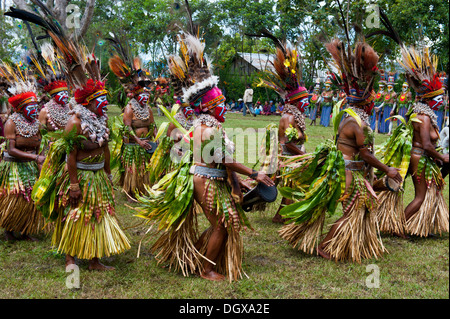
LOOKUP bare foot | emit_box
[317,246,331,260]
[200,270,225,281]
[392,233,410,239]
[66,255,76,268]
[272,212,286,224]
[89,258,115,271]
[5,230,17,241]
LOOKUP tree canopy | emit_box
[0,0,450,101]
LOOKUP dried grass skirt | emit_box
[0,161,50,235]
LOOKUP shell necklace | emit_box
[130,98,150,121]
[9,113,39,138]
[45,99,70,130]
[413,102,439,131]
[347,106,370,126]
[69,104,109,146]
[283,104,306,132]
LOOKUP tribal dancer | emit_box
[373,11,449,237]
[402,53,449,237]
[250,30,309,223]
[280,40,401,262]
[320,78,333,127]
[134,7,274,281]
[391,82,412,122]
[433,72,448,132]
[370,70,386,133]
[0,63,48,240]
[309,83,322,126]
[11,2,130,270]
[108,36,157,201]
[378,72,397,134]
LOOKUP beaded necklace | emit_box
[9,113,39,138]
[413,102,439,131]
[45,99,70,130]
[283,104,306,132]
[347,106,370,126]
[130,98,150,121]
[69,104,109,146]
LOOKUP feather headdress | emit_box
[167,0,225,111]
[106,32,150,93]
[325,39,379,106]
[366,8,444,100]
[0,61,37,112]
[250,29,308,102]
[5,0,107,105]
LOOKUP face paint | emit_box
[297,97,309,113]
[94,94,108,116]
[364,101,375,115]
[214,104,227,123]
[137,93,150,106]
[53,91,69,106]
[181,106,194,119]
[23,102,38,122]
[427,94,444,111]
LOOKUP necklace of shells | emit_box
[130,98,150,121]
[45,99,70,130]
[346,106,370,126]
[69,104,109,146]
[283,104,306,132]
[413,102,439,130]
[174,112,194,130]
[9,113,39,138]
[193,114,236,154]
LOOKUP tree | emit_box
[13,0,95,38]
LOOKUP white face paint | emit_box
[137,93,150,105]
[428,94,444,111]
[53,91,69,105]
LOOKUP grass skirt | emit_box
[376,190,406,235]
[324,171,386,263]
[52,159,131,259]
[119,144,152,197]
[406,183,449,237]
[0,161,49,235]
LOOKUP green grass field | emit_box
[0,108,449,299]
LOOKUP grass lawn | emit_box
[0,108,449,299]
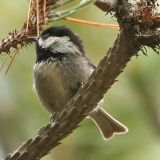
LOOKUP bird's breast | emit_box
[34,61,81,113]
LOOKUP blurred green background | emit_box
[0,0,160,160]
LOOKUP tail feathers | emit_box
[90,108,128,139]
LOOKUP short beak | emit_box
[27,37,38,42]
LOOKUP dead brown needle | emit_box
[5,50,18,76]
[65,17,119,29]
[0,55,9,72]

########################################

Swap "bird's breast" for "bird's chest" in all the records above and write them out again with nothing else changed. Leave the pictures out of your answer.

● **Task answer**
LOOKUP bare foot | emit_box
[317,246,331,260]
[200,270,225,281]
[392,233,410,239]
[66,255,76,268]
[272,212,286,224]
[89,258,115,271]
[5,230,17,241]
LOOKUP tree canopy | emit_box
[0,0,450,101]
LOOKUP dried grass skirt | emit_box
[0,161,50,235]
LOOKUP shell necklace | emit_box
[130,98,150,121]
[9,113,39,138]
[45,99,70,130]
[413,102,439,131]
[347,106,370,126]
[69,104,109,146]
[283,104,306,132]
LOOKUP tribal dancer | emit_box
[373,11,449,237]
[402,53,449,237]
[250,30,309,223]
[280,40,401,262]
[320,78,333,127]
[134,7,274,281]
[391,82,412,122]
[433,72,448,132]
[370,70,386,133]
[0,63,48,240]
[309,83,322,126]
[11,2,130,270]
[108,36,157,201]
[378,72,397,134]
LOOKUP beaded necklace | emit_box
[9,113,39,138]
[413,102,439,131]
[45,99,70,130]
[283,104,306,132]
[347,106,370,126]
[130,98,150,121]
[69,104,109,146]
LOOKUP feather headdress | emit_box
[167,0,225,111]
[106,32,150,93]
[325,39,379,106]
[366,8,444,100]
[0,61,37,112]
[250,29,308,102]
[5,0,107,105]
LOOKUP face paint | emit_box
[297,97,309,113]
[94,94,108,116]
[364,101,375,115]
[214,104,227,123]
[137,93,150,106]
[53,91,69,106]
[181,106,194,119]
[23,102,38,122]
[427,94,444,111]
LOOKUP necklace of shells | emit_box
[130,98,150,121]
[45,99,70,130]
[346,106,370,126]
[69,104,109,146]
[283,104,306,132]
[413,102,439,130]
[174,112,194,130]
[9,113,39,138]
[193,114,236,154]
LOOKUP tree | emit_box
[13,0,95,38]
LOOKUP white face paint | emit_box
[137,93,150,105]
[428,94,444,111]
[53,91,69,105]
LOOKUP grass skirt | emit_box
[376,190,406,235]
[324,171,386,263]
[52,159,131,259]
[119,144,152,197]
[406,183,449,237]
[0,161,49,235]
LOOKUP green grass field | emit_box
[0,108,449,299]
LOOKUP grass lawn | emit_box
[0,108,449,299]
LOOKUP bird's chest | emit_box
[34,61,81,113]
LOOKUP blurred green background | emit_box
[0,0,160,160]
LOOKUP tail feathers | emit_box
[90,108,128,139]
LOOKUP short beak | emit_box
[27,37,38,42]
LOOKUP dead brown needle | emit_box
[5,50,18,76]
[65,17,119,29]
[0,55,9,72]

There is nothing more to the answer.